Reproduce the listing word for word, starting at the line that contains "Place one keypoint per instance of the blue dome" and ending at the final line of the listing, with both of those lines included.

....

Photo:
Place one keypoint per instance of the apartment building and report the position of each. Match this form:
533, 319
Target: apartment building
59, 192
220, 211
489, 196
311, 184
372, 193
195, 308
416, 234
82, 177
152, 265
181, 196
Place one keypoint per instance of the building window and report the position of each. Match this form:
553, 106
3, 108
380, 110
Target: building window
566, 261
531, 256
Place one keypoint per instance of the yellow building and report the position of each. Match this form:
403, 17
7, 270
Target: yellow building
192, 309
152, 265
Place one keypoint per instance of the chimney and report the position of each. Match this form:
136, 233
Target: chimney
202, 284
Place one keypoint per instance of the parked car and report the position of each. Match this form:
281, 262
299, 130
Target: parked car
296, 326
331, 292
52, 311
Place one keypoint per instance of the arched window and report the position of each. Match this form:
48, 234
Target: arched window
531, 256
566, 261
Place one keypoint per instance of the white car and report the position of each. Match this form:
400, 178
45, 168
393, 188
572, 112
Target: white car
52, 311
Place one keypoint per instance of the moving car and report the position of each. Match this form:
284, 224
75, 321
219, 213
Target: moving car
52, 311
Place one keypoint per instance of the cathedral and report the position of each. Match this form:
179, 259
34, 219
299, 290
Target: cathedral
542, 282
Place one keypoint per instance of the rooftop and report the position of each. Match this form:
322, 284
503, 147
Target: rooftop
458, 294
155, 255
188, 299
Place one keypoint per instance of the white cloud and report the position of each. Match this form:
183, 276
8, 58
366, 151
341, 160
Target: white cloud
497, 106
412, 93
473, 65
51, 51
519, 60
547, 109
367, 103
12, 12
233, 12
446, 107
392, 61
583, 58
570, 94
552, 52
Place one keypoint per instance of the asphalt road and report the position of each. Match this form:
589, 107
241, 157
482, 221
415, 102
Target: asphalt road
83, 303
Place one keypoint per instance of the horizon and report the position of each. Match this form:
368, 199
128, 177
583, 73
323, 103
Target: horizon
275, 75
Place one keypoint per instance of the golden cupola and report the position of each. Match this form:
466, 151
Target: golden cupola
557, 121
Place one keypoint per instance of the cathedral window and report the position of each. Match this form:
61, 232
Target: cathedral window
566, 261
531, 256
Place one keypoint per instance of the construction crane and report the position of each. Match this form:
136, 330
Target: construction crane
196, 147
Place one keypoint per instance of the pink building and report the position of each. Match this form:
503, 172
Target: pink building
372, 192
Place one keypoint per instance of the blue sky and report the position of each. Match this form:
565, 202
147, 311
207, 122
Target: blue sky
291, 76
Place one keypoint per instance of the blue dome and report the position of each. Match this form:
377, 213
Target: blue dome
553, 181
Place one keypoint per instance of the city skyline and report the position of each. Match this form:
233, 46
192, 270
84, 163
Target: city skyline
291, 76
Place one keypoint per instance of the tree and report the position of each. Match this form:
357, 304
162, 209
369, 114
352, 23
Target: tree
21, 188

....

### Output below
Place one keypoint per instance of the blue dome and report the position of each. Match this form:
377, 213
Target: blue dome
553, 181
Place one keypoint per instance of the city skyline and report the position of each. Match this form:
233, 46
192, 270
84, 163
Target: city skyline
291, 76
Place one keypoint per instance of the tree and report the position of each. Match this form:
357, 304
162, 209
369, 114
352, 23
Target: tree
21, 188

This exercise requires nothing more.